## WORK TO BE COMPLETED
Pick out each line of the material below that contains the string "cloud", and copy those lines in full.

------------------------------

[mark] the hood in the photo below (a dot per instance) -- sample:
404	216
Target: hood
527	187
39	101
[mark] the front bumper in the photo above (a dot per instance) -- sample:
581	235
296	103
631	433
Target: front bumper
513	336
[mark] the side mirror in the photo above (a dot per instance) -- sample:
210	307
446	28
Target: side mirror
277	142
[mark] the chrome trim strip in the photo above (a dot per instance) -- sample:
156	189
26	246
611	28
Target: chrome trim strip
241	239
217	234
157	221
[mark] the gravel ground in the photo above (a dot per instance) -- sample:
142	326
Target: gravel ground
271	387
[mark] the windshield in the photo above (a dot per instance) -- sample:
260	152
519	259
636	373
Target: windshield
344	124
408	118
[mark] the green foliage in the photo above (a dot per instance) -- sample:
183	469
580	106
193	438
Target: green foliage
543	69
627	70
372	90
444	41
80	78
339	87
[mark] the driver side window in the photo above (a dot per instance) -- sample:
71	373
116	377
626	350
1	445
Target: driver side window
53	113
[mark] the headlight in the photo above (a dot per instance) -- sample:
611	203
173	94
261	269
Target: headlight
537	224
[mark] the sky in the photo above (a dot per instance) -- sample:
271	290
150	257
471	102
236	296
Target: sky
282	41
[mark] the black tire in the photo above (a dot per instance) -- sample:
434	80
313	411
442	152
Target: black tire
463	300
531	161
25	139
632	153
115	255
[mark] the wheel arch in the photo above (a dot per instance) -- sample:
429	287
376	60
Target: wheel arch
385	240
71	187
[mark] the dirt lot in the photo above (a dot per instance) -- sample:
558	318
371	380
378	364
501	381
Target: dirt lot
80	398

------------------------------

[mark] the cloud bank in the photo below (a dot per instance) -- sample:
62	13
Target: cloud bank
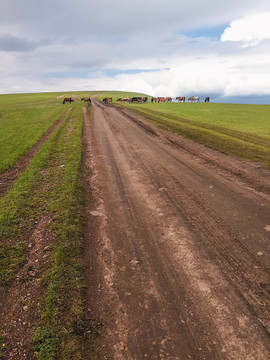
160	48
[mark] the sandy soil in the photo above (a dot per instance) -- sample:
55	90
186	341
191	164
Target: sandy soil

------------------------------

## EXERCISE RESULT
[mark] the cloud bank in the photo below (a dot per instance) -- sample:
Target: cloud bank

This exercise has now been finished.